Input
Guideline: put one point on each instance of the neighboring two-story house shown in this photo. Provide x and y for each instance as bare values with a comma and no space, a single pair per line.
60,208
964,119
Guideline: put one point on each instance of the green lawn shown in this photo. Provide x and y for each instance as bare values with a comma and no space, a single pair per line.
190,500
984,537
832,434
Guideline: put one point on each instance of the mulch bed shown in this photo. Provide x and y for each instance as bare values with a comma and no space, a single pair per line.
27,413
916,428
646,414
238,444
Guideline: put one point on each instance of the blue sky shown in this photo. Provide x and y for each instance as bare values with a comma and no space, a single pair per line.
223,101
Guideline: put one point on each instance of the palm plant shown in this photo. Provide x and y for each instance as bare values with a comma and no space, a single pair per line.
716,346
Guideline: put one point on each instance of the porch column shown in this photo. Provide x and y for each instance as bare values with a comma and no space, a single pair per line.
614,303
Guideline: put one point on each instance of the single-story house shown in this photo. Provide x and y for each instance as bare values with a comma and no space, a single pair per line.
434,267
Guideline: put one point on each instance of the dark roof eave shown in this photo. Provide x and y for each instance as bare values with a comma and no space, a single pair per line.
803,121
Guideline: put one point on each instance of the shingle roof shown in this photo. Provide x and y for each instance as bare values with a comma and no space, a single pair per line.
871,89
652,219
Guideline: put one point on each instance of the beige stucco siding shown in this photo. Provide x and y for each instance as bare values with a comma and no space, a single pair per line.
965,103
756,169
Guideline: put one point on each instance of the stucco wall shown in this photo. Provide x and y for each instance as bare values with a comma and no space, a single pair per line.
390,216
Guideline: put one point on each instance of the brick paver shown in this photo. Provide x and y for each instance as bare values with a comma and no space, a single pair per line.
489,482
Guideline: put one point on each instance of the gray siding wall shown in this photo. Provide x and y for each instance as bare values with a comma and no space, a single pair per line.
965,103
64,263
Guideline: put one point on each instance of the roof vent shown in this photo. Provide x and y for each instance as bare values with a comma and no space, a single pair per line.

Your instructions
Reproduce the line that contains "Guideline: put one point on each instance of the beige" and each line after it through the last line of the entries above, exactly; leave out all earlier lines.

Reply to the exercise
Guideline: put one point on each instance of the beige stucco siding shown in this photo. Provide x and y for each instance as bare values with a comma and no space, a single pair per line.
965,103
756,169
Guideline: put one point on each instance of the stucco wall shown in this photo. Provide x and y for each instance as bare values with a comma and no space, a single pair per line.
390,216
Guideline: put one point on each instance of the brick paver shown in this photo. Provide x and y for each instance as bare values with a comma and no space, a single pair per line.
489,482
Guideline: put one point on each instance of the gray siding wall shown in this photo. Provide x and y for each instance as bare values with a comma and no space, a single pair per line.
965,103
64,263
Guideline: put one point on each instance of the roof vent shown in this photo. Provide x and y for each instance as bare values with a comma and no space, a single pair per line.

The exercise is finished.